#### [WHAT IS EXPECTED]
Would you quote every entry exactly, dropping only the pictures?

#### [EXTRACTED INFORMATION]
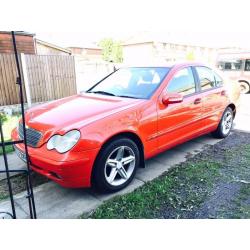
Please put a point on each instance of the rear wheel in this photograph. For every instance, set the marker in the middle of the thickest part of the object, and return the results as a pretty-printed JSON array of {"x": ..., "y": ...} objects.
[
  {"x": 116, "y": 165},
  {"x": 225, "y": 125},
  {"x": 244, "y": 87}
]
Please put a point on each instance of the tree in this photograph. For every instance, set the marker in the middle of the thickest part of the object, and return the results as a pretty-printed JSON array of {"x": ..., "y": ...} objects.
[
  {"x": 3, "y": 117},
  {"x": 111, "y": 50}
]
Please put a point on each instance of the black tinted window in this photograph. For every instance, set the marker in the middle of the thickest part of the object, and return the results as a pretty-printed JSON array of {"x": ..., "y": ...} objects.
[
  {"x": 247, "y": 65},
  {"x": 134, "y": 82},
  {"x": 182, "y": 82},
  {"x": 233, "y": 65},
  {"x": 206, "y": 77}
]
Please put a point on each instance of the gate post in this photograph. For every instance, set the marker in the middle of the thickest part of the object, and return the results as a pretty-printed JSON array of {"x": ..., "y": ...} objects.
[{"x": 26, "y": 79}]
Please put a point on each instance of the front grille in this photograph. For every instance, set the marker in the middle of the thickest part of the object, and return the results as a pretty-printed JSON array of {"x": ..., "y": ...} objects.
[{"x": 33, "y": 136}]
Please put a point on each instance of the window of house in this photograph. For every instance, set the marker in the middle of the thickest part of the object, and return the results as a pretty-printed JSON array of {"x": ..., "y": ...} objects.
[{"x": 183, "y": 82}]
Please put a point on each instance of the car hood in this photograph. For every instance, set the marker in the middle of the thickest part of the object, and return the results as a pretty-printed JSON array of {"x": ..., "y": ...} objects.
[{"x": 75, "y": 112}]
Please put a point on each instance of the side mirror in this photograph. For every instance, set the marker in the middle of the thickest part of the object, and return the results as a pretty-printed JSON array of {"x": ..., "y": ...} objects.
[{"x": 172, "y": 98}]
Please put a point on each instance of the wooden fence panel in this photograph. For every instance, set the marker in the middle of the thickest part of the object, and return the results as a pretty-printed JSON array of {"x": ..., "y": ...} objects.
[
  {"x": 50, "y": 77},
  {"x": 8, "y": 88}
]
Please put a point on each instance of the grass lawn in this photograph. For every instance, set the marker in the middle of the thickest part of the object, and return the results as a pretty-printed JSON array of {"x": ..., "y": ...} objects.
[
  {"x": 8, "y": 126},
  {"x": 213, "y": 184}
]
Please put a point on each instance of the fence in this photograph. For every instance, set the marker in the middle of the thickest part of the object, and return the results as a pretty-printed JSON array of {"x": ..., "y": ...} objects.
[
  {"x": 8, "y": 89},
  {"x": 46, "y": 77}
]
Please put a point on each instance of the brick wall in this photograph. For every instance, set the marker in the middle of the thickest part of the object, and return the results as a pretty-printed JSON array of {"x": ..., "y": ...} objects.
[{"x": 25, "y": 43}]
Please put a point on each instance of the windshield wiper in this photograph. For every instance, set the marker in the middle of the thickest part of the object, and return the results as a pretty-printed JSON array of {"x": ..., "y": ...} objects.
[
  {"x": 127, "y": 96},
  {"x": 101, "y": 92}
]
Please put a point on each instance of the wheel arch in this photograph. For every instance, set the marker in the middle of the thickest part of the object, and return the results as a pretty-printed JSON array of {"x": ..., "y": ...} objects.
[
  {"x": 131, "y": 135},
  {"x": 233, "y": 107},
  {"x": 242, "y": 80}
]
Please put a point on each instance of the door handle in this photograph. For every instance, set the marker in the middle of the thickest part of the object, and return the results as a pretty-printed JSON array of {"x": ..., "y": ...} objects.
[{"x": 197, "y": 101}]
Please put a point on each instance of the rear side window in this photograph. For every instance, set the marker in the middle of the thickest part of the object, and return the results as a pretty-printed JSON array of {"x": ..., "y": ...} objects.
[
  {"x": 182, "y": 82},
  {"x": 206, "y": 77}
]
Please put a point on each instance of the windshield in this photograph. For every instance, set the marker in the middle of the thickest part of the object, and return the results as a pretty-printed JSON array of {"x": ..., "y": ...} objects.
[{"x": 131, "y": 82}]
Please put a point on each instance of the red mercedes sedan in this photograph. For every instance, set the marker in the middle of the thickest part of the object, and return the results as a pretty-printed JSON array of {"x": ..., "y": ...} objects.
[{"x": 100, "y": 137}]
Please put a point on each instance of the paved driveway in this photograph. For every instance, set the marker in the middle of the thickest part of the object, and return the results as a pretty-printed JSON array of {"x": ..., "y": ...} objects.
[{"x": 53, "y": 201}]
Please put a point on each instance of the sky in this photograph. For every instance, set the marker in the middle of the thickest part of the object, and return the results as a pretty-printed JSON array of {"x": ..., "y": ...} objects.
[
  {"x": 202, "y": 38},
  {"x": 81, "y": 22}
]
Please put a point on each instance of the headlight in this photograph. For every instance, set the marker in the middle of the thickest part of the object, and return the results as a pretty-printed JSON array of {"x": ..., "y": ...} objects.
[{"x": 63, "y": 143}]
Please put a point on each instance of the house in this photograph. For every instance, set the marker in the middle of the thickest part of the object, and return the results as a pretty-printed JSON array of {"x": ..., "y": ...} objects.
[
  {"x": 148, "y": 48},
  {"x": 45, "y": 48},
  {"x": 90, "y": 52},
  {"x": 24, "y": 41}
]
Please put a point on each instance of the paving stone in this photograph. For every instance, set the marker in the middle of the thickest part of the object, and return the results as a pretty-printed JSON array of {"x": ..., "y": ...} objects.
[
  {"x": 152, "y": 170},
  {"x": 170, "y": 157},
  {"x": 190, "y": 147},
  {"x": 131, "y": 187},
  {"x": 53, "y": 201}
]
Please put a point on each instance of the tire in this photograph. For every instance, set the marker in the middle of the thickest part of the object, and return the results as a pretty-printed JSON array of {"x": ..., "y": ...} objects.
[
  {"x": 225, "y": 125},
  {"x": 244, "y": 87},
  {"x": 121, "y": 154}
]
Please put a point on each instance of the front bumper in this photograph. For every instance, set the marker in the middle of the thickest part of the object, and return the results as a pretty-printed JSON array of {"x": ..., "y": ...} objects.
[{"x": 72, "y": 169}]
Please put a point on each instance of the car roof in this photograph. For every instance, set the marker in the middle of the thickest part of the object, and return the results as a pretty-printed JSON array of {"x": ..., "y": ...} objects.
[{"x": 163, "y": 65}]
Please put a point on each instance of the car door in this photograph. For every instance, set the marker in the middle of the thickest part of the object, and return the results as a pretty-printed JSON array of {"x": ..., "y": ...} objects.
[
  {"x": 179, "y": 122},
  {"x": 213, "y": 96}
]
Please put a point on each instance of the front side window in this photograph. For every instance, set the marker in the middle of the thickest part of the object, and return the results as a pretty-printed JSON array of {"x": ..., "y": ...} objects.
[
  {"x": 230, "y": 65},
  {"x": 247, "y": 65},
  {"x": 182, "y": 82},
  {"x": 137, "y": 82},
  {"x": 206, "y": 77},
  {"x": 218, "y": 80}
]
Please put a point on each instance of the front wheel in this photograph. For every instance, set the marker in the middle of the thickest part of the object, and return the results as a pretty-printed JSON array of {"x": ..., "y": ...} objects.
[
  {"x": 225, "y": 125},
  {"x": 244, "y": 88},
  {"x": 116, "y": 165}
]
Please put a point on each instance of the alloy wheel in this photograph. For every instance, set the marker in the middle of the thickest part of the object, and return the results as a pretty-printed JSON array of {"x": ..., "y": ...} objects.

#### [SOLUTION]
Please put a point on each instance of the rear wheel in this photograph. For every instance, set the marker in the middle of the thickest part of the object, and return the results as a pretty-printed JSON array of {"x": ..., "y": ...} objects.
[
  {"x": 116, "y": 165},
  {"x": 225, "y": 125},
  {"x": 244, "y": 87}
]
Please put a point on each instance of the tree in this photograph. For every instance, set the marker in the middle of the thickest part of the object, and return the results as a pretty-printed JSON array of {"x": ..., "y": ...} objects.
[
  {"x": 3, "y": 117},
  {"x": 111, "y": 50}
]
Please put a point on each instance of the black tinted window in this photograph. For every instance, set the marker in the middle of the thickest part of the object, and return the results as a pretty-printed JSON array of {"x": ..., "y": ...} objects.
[
  {"x": 247, "y": 65},
  {"x": 134, "y": 82},
  {"x": 182, "y": 82},
  {"x": 233, "y": 65},
  {"x": 206, "y": 77}
]
Please put a point on each instance of the gate post in this photograph. For every instance, set the marker in the middle of the thickest part of the object, and return the results as a pretty-printed JSON array of {"x": ..., "y": ...} objects.
[{"x": 26, "y": 79}]
Please put a point on each instance of the front grille in this photograph. For every instance, set the marker in the middle of the thickest part of the object, and return the results as a pretty-printed JSON array of {"x": ..., "y": ...} objects.
[{"x": 33, "y": 136}]
Please put a point on each instance of the window of house in this photograph. For every instance, set the marker in the middle of the thickest part of the object, and return the results as a pretty-printed JSON array of {"x": ..., "y": ...} objects.
[{"x": 183, "y": 82}]
Please put a point on each instance of the car hood in this photograph. For every instance, set the marker in the middle of the thickest part of the object, and return the results as a pretty-printed JSON array of {"x": ..., "y": ...} objects.
[{"x": 75, "y": 112}]
Please put a point on each instance of the side mirror in this photograph. For every instance, set the marker in the middle of the thickest part of the object, and return the results as a pretty-printed JSON array of {"x": ..., "y": ...} objects.
[{"x": 172, "y": 98}]
Please put a point on each instance of the wooden fence panel in this photograph. For every instance, set the marker in the middle of the thickest part of the object, and return the results as a pretty-printed JSON array of {"x": ..., "y": ...} objects.
[
  {"x": 50, "y": 77},
  {"x": 8, "y": 88}
]
Please put a point on each instance of the grass lawn in this photograph. For every instance, set the marker in the middle of the thickest part of the object, and return the results as a pretty-printed JSON array of {"x": ..., "y": ...} objects.
[
  {"x": 8, "y": 126},
  {"x": 213, "y": 184}
]
Please put a point on each instance of the fence in this photograph. For every instance, set the marker in the middle of the thickest part of the object, and return the results as a pretty-printed JSON array of {"x": ..., "y": ...} objects.
[
  {"x": 8, "y": 89},
  {"x": 46, "y": 77}
]
Please put a point on each instance of the brick wall in this photograph. For every instance, set the marker in the middle of the thickest part of the object, and return the results as a pretty-printed JSON array of {"x": ..., "y": ...} objects.
[{"x": 25, "y": 43}]
Please put a point on each instance of the windshield wiper in this photograph. For every instance, set the marker in the middle of the thickest part of the object, and return the results as a pretty-printed JSON array of {"x": ..., "y": ...} objects.
[
  {"x": 127, "y": 96},
  {"x": 101, "y": 92}
]
Please put a point on each instance of the wheel arch in this photograph. For every instance, set the marker in the middle of the thickest part of the object, and return the results as a pretty-printed JSON array of {"x": ..., "y": ...} objects.
[
  {"x": 131, "y": 135},
  {"x": 233, "y": 107},
  {"x": 242, "y": 80}
]
Please put a point on each instance of the door handle in this photograph. For every instance, set the marker in the middle of the thickest part of the object, and return the results as a pretty-printed JSON array of {"x": ..., "y": ...} objects.
[{"x": 197, "y": 101}]
Please put a point on each instance of the rear side window in this photograph. For every instance, set the marker in the middle of the thickest part of the object, and return the results as a pretty-printed JSON array of {"x": ..., "y": ...} objects.
[
  {"x": 182, "y": 82},
  {"x": 206, "y": 77}
]
Please put a point on each instance of the windshield in this photograph. For every instance, set the marker in the middle of the thickest part of the object, and return the results as a pretty-printed JSON array of {"x": ..., "y": ...} objects.
[{"x": 131, "y": 82}]
Please put a point on each instance of the red mercedes sedan in this photograph. For every instance, set the marker in the middle of the thickest part of the object, and return the results as a pretty-printed JSON array of {"x": ..., "y": ...} objects.
[{"x": 100, "y": 137}]
Please put a point on each instance of the paved driveway in this photograph. For every instance, set the marker in the middle of the thickest part of the object, and return the results as a pretty-printed JSON array of {"x": ..., "y": ...} objects.
[{"x": 53, "y": 201}]
Please put a point on each instance of the sky in this photograph. For every instance, set the marker in the middle of the thickest part of the object, and return the results as a pretty-printed JSON array of {"x": ..., "y": ...} objects.
[
  {"x": 202, "y": 38},
  {"x": 81, "y": 22}
]
Please put a point on each instance of the headlight in this photograph. For every instance, set the marker in the middle of the thickest part of the object, and return the results as a pretty-printed JSON array of {"x": ..., "y": ...} objects.
[{"x": 63, "y": 143}]
Please put a point on each instance of the house in this photograph. For every instance, set the marker in the middle of the thickest part of the object, and return the results as a pretty-printed JSON array of {"x": ..., "y": ...} objects.
[
  {"x": 148, "y": 48},
  {"x": 45, "y": 48},
  {"x": 90, "y": 52},
  {"x": 24, "y": 41}
]
Please put a point on each instance of the paving stone in this photograph. For every instance, set the marker in the middle of the thickest part of the object, and return the results as a pretty-printed JSON array of {"x": ..., "y": ...} objects.
[
  {"x": 152, "y": 170},
  {"x": 170, "y": 157},
  {"x": 190, "y": 147},
  {"x": 131, "y": 187},
  {"x": 53, "y": 201}
]
Please put a point on each instance of the tire in this photograph. For every instance, set the marker in the middle of the thickest part of the object, and return the results as a pretty-printed JSON array of {"x": ..., "y": ...} objects.
[
  {"x": 225, "y": 125},
  {"x": 244, "y": 87},
  {"x": 121, "y": 154}
]
Please put a point on each instance of the front bumper in this photograph. For every instance, set the marker in the middle of the thickest part of the object, and return the results as a pretty-printed JSON array of {"x": ..., "y": ...} objects.
[{"x": 72, "y": 169}]
Please put a point on each instance of the car roof in this photograph. For every instance, set the marker in the middle of the thickest part of the object, and return the results as a pretty-printed JSON array of {"x": ..., "y": ...} objects.
[{"x": 163, "y": 65}]
Please put a point on each instance of the car door in this photograph. For every instance, set the marker in the middle of the thickest part of the object, and return the results as a pretty-printed JSON array of {"x": ..., "y": ...} objects.
[
  {"x": 179, "y": 122},
  {"x": 213, "y": 96}
]
Please put a point on each instance of the front side window in this photograph. For every instance, set the marker in the middle of the thickest part of the object, and return the results as a pretty-printed JSON array of {"x": ..., "y": ...} objects.
[
  {"x": 230, "y": 65},
  {"x": 247, "y": 65},
  {"x": 182, "y": 82},
  {"x": 137, "y": 82},
  {"x": 206, "y": 77},
  {"x": 218, "y": 80}
]
Please put a point on each instance of the front wheel in this photograph. For every instance, set the marker in the middle of the thickest part of the object, and return the results as a pretty-printed JSON array of {"x": ..., "y": ...} objects.
[
  {"x": 225, "y": 125},
  {"x": 244, "y": 88},
  {"x": 116, "y": 165}
]
Please put a point on each instance of the alloy wheel in this photograph. For every instance, set the marker in the middle of the thickest part of the object, and return the results as a pretty-printed JSON array of {"x": ..., "y": ...} objects.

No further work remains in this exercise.